REQUIREMENTS>
Return each line in the entries below that contains the word "woman".

── ENTRIES SUPPLIED

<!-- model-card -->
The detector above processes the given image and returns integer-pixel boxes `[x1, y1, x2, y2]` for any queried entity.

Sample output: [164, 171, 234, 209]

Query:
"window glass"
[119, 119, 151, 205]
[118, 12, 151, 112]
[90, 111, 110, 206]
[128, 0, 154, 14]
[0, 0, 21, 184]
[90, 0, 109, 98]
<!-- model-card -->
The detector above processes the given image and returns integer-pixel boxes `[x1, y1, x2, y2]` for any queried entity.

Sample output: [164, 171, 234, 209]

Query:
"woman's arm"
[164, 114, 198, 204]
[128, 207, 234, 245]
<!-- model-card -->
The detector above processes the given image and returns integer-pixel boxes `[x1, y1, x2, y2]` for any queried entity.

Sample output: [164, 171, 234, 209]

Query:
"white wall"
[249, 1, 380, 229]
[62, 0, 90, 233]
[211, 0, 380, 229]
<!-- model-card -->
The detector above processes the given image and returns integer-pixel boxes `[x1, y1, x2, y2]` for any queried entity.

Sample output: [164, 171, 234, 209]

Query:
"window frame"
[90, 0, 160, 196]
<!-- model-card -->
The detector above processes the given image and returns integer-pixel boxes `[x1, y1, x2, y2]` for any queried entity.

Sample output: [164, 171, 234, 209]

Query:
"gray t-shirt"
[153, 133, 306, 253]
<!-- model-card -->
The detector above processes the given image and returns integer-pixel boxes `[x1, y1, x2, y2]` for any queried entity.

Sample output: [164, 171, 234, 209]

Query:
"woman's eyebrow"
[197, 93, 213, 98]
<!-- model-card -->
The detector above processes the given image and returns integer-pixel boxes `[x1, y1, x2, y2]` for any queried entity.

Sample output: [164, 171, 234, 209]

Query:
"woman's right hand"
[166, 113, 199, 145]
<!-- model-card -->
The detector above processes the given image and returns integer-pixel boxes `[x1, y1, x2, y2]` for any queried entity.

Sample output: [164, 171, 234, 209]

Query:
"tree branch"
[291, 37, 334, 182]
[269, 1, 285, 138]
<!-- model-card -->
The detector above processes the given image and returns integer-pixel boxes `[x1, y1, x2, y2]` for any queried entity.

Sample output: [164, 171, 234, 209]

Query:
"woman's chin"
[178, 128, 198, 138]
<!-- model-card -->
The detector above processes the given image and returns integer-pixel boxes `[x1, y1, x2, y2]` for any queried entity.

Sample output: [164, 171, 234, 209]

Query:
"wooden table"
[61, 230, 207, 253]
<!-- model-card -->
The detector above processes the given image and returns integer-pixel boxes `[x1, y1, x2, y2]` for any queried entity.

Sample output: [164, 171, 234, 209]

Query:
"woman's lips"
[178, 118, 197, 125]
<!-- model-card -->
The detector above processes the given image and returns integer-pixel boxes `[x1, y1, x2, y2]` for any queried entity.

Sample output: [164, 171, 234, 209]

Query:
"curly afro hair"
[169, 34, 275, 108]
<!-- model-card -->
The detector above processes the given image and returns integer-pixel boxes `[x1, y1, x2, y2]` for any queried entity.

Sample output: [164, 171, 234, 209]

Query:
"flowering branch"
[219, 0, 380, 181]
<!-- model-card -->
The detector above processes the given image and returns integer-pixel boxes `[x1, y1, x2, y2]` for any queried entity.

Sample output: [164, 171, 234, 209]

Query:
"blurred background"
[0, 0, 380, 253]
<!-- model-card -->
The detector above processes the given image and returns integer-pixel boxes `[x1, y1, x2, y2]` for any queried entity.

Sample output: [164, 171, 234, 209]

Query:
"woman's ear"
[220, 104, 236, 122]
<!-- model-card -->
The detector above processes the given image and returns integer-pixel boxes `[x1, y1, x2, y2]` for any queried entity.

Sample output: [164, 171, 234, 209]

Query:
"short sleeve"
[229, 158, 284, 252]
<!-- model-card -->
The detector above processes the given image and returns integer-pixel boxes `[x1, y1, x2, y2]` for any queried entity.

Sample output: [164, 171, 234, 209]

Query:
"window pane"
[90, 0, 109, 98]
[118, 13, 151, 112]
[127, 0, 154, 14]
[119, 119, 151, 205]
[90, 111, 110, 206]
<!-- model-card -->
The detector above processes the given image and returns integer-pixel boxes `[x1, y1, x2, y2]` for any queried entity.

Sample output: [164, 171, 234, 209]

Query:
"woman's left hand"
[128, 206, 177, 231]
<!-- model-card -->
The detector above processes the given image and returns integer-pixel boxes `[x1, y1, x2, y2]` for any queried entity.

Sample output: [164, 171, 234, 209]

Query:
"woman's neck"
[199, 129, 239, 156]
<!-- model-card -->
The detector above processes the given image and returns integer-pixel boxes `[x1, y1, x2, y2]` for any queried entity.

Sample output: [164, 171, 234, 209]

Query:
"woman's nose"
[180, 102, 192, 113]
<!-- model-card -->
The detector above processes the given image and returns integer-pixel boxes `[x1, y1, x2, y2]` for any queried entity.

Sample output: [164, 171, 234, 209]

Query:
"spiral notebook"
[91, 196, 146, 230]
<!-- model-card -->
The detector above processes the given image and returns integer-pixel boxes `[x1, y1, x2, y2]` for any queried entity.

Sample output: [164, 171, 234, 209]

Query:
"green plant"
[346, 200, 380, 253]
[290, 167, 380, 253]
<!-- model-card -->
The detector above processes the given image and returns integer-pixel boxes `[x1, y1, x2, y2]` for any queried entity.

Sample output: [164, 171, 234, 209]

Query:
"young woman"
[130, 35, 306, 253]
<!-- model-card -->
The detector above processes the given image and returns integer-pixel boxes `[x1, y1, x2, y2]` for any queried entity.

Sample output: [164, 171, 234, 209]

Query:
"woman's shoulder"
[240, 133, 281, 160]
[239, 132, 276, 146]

────

EXERCISE RESULT>
"woman's arm"
"woman's eyebrow"
"woman's right hand"
"woman's chin"
"woman's lips"
"woman's ear"
"woman's left hand"
"woman's neck"
"woman's nose"
"young woman"
"woman's shoulder"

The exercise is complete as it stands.